§ **QUOTED PASSAGE**
* START *

D. Odds favour the Casino

85. Mr Troost agreed with Dr Bender that, in order to make a profit, the Casino must make a margin on gambling. Furthermore, the odds on the Casino's winning any game have to favour it and not the player. In roulette, for example, there are an equal number of red and black numbers but zero shifts the odds in the Casino's favour. Mr Troost agreed that this means that the odds favour Crown overall but said that some patrons sit outside the norm. When asked whether Crown monitors particular patrons, he replied that it did not monitor patrons as much as tables. Each table has an expected win range. If that table is not holding to that range, Crown will look at who is playing at it and to historical data. If Crown suspects a card counter is playing Black Jack, the play is taped. He said that the detection methods are quite sophisticated and can distinguish between a good lead and systematic counting. Those players are then placed on a list and subject to increased monitoring. To his knowledge, Mr Amirthalingham had never been on such a list. He was banned when charged with offences because Crown has processes in place if proceeds of crime are involved. It has to protect itself and the integrity of gambling, he said.

* END *

§ **DO THIS**
Answer these questions from the passage on casino odds.
1. In roulette, what shifts the odds in the Casino's favor?
2. According to Mr Troost, what does Crown monitor more than it monitors patrons?
3. What is done when Crown suspects a card counter is playing Black Jack?

§ **SUPPLIED ENTRIES**
* START *

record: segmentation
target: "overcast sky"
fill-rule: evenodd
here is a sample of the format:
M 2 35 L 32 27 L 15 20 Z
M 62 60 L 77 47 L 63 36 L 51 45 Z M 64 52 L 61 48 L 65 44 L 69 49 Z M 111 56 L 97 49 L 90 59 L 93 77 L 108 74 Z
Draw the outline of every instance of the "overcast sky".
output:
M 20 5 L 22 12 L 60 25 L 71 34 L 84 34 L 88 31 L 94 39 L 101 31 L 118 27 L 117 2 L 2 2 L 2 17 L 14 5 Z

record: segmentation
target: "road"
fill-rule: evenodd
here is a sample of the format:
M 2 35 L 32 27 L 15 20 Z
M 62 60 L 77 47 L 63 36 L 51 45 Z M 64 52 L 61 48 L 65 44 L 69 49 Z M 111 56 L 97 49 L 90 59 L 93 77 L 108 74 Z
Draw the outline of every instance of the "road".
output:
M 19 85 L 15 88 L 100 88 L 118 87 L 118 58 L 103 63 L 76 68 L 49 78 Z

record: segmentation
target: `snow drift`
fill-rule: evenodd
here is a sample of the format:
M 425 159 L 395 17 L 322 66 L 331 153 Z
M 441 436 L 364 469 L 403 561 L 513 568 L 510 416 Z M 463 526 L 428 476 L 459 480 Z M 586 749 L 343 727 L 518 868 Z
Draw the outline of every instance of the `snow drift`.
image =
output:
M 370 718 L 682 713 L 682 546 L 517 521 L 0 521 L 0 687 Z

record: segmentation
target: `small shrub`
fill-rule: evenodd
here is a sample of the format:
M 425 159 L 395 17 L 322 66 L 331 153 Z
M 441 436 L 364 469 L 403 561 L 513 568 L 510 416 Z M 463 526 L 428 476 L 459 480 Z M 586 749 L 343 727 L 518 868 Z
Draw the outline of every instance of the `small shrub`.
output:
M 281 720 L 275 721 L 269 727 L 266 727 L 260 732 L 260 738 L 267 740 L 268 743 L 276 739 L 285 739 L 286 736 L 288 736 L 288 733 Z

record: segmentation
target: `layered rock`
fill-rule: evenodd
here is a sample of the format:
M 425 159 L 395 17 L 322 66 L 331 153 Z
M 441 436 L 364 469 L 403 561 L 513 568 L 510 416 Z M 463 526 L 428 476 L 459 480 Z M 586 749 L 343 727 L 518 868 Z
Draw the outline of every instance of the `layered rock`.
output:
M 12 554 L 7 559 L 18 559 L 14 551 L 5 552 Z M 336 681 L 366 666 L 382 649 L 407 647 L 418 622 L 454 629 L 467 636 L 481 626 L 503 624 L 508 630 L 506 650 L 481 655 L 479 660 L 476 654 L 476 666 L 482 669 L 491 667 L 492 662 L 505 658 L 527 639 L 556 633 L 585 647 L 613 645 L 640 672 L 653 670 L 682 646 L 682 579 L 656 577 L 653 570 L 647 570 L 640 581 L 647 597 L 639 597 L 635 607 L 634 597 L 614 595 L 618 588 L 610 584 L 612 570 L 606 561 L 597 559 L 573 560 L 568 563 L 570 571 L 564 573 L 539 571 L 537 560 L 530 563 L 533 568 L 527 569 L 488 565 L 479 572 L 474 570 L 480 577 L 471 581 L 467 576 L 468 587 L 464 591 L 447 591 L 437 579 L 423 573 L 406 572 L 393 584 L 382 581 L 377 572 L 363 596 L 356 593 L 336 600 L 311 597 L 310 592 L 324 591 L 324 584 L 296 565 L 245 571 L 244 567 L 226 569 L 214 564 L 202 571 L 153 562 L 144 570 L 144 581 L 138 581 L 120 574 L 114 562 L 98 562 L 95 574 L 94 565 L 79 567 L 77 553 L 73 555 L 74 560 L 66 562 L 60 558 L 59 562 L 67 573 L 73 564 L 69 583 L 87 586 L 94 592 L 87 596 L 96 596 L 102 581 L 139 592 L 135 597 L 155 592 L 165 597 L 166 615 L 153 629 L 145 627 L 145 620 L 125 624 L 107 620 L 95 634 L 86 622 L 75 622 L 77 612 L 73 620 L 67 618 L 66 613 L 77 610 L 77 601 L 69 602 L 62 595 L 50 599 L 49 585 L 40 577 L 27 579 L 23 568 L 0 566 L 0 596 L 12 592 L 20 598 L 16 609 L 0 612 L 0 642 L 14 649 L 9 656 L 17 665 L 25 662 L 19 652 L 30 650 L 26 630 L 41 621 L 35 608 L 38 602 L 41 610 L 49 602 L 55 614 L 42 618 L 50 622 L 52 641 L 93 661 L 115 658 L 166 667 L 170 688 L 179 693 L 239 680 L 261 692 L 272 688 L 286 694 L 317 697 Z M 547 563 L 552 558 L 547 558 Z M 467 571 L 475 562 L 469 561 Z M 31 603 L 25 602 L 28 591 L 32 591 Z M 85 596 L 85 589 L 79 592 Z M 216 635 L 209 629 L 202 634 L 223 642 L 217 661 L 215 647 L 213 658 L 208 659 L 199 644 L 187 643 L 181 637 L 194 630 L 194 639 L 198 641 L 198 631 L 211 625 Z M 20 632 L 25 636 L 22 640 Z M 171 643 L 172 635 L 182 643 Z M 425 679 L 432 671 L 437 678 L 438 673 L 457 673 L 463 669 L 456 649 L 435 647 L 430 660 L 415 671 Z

* END *

§ **OUTPUT BELOW**
1. Zero.
2. Tables.
3. The play is taped.